Your instructions: Return every line in the items below that contains the word "frog".

Extracted information:

───

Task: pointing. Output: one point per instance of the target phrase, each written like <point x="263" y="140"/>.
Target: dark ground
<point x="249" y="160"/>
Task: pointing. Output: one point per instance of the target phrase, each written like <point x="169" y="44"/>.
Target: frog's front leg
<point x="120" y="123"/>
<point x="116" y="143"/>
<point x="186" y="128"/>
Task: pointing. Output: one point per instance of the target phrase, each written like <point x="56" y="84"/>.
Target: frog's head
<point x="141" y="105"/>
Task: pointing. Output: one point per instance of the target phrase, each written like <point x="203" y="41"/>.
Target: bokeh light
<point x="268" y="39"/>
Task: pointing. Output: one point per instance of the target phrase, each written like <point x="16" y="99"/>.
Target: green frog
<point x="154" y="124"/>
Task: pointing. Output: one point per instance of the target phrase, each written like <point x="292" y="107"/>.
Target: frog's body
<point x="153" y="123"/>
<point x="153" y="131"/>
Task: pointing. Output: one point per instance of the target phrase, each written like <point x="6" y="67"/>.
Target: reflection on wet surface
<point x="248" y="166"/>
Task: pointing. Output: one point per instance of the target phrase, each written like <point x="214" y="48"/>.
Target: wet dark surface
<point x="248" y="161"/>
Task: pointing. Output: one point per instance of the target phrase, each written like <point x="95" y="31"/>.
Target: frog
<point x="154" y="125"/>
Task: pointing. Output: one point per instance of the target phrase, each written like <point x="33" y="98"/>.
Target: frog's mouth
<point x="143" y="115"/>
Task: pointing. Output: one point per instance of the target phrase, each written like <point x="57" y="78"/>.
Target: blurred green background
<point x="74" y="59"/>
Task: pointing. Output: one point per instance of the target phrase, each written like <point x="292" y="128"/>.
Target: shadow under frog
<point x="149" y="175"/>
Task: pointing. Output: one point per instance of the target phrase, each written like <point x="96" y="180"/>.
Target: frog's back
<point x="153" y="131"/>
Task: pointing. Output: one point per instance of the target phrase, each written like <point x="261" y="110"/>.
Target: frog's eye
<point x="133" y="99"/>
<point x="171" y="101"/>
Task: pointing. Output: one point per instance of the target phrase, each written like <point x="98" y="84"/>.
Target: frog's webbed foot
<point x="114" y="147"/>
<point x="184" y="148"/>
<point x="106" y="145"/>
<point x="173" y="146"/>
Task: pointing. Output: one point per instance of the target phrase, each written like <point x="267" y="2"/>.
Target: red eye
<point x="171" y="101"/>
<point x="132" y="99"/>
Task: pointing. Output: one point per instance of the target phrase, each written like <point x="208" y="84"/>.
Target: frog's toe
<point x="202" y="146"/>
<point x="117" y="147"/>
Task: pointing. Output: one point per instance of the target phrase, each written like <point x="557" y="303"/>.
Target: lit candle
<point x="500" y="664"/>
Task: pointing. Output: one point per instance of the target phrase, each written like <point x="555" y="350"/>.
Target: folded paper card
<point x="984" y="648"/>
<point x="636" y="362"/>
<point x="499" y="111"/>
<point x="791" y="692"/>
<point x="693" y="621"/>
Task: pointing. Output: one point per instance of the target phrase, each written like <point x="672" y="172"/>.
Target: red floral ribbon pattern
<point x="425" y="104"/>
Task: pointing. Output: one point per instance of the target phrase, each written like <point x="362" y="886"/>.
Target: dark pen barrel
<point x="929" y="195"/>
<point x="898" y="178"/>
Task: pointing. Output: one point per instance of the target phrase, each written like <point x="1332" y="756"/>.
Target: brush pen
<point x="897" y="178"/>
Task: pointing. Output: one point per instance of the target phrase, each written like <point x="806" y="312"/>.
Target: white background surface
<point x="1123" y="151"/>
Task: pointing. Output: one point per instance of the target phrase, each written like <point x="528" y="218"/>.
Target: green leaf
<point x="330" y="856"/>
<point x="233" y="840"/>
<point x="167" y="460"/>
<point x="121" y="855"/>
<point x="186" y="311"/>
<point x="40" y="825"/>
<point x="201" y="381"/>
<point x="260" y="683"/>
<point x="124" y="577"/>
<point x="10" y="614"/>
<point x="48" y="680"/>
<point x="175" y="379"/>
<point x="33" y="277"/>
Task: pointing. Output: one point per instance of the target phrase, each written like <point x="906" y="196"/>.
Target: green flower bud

───

Answer:
Target: frog's front leg
Target: frog's head
Target: green frog
Target: frog's body
Target: frog
Target: frog's mouth
Target: shadow under frog
Target: frog's back
Target: frog's eye
Target: frog's webbed foot
Target: frog's toe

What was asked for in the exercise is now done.